QUOTED PASSAGE:
— Begin —

Product of Array Except Self
Created: November 3, 2018 by [lek-tin]
Last updated: February 26, 2020
Given an array of n integers where n > 1, nums, return an array output such that output[i] is equal to the product of all the elements of nums except nums[i].
Solve it without division and in O(n).
For example, given [1,2,3,4], return [24,12,8,6].
Solution 1
Time: O(n)
Space: O(n)
class Solution:
def productExceptSelf(self, nums: List[int]) -> List[int]:
left, right = [nums[0]], [nums[-1]]
N = len(nums)
if N <= 1:
return 0
res = []
for i in range(1, N-1):
left.append(left[-1] * nums[i])
right.insert(0, right[0] * nums[N-1-i])
for i in range(N):
if i == 0:
res.append(right[0])
elif i == N-1:
res.append(left[N-2])
else:
res.append(left[i-1] * right[i])

— End —

WHAT THIS EXERCISE ASKS:
(a) Answer these questions about the page on the product of an array except self:
(i) Who created the page, and on what date?
(ii) What output does the page give for the input [1,2,3,4]?
(iii) What time and space complexity are listed for Solution 1?
(b) Rewrite the page on the product of an array except self between "For example, given" and "left.append(left[-1] * nums[i])", inclusive, changing "left" to "prefix".
(c) Carry on the page on the product of an array except self from its final line.
The material placed after this text comes from a different source.

DATASET EXCERPTS:
— Begin —

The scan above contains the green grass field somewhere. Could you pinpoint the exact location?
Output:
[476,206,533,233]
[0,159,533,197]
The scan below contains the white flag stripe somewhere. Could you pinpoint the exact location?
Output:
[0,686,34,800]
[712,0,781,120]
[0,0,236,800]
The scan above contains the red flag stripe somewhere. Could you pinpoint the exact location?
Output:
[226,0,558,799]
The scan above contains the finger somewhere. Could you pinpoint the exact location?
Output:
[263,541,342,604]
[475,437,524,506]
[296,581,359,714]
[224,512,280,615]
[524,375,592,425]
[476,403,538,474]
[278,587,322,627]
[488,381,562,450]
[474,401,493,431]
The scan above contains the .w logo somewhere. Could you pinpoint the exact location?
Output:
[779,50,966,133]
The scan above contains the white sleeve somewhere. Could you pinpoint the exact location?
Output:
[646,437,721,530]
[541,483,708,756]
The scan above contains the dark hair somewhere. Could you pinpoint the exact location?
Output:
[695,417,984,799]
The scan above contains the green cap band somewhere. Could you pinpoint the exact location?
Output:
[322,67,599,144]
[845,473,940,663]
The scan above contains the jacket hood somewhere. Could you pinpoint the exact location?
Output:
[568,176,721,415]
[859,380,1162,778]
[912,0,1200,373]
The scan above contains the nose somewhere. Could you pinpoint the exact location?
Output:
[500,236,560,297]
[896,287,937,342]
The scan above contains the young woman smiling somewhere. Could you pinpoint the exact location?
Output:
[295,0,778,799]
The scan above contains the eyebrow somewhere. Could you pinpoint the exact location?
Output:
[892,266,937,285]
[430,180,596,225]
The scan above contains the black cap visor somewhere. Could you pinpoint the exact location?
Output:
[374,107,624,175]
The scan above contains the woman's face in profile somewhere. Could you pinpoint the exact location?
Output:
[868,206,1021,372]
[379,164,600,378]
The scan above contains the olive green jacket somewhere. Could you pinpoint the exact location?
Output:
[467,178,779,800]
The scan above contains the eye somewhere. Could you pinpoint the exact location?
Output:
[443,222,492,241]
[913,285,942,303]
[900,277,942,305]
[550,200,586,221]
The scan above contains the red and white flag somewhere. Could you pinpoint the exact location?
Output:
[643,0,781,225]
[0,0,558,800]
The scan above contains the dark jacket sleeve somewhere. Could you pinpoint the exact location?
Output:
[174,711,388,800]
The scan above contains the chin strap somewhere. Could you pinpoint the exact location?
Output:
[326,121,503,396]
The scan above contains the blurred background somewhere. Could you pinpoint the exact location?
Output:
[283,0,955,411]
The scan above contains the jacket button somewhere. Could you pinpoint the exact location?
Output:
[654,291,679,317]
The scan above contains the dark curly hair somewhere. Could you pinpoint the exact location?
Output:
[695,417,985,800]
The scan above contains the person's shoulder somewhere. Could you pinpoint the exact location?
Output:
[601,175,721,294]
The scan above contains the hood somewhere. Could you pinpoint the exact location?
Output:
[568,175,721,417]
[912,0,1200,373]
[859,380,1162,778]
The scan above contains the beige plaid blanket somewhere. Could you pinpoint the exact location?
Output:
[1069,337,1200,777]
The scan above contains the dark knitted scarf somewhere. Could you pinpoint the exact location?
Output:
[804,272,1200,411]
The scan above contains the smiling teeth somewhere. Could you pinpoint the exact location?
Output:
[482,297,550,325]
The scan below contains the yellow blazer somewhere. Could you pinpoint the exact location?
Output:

— End —

RESULTS FOR EACH TASK:
(a)
(i) lek-tin, on November 3, 2018.
(ii) [24,12,8,6].
(iii) Time O(n) and space O(n).

(b)
For example, given [1,2,3,4], return [24,12,8,6].
Solution 1
Time: O(n)
Space: O(n)
class Solution:
def productExceptSelf(self, nums: List[int]) -> List[int]:
prefix, right = [nums[0]], [nums[-1]]
N = len(nums)
if N <= 1:
return 0
res = []
for i in range(1, N-1):
prefix.append(prefix[-1] * nums[i])

(c)
return res
Follow-up
Could you solve it with constant space complexity? (Note: The output array does not count as extra space for the purpose of space complexity analysis.)
Solution 2
Time: O(n)
Space: O(1)
class Solution(object):
def productExceptSelf(self, nums):
"""
:type nums: List[int]
:rtype: List[int]
"""
N = len(nums)
# product of all to left of nums[0] is set to 1
products = [1]
for i in range(1, N):
products.append(nums[i-1] * products[-1])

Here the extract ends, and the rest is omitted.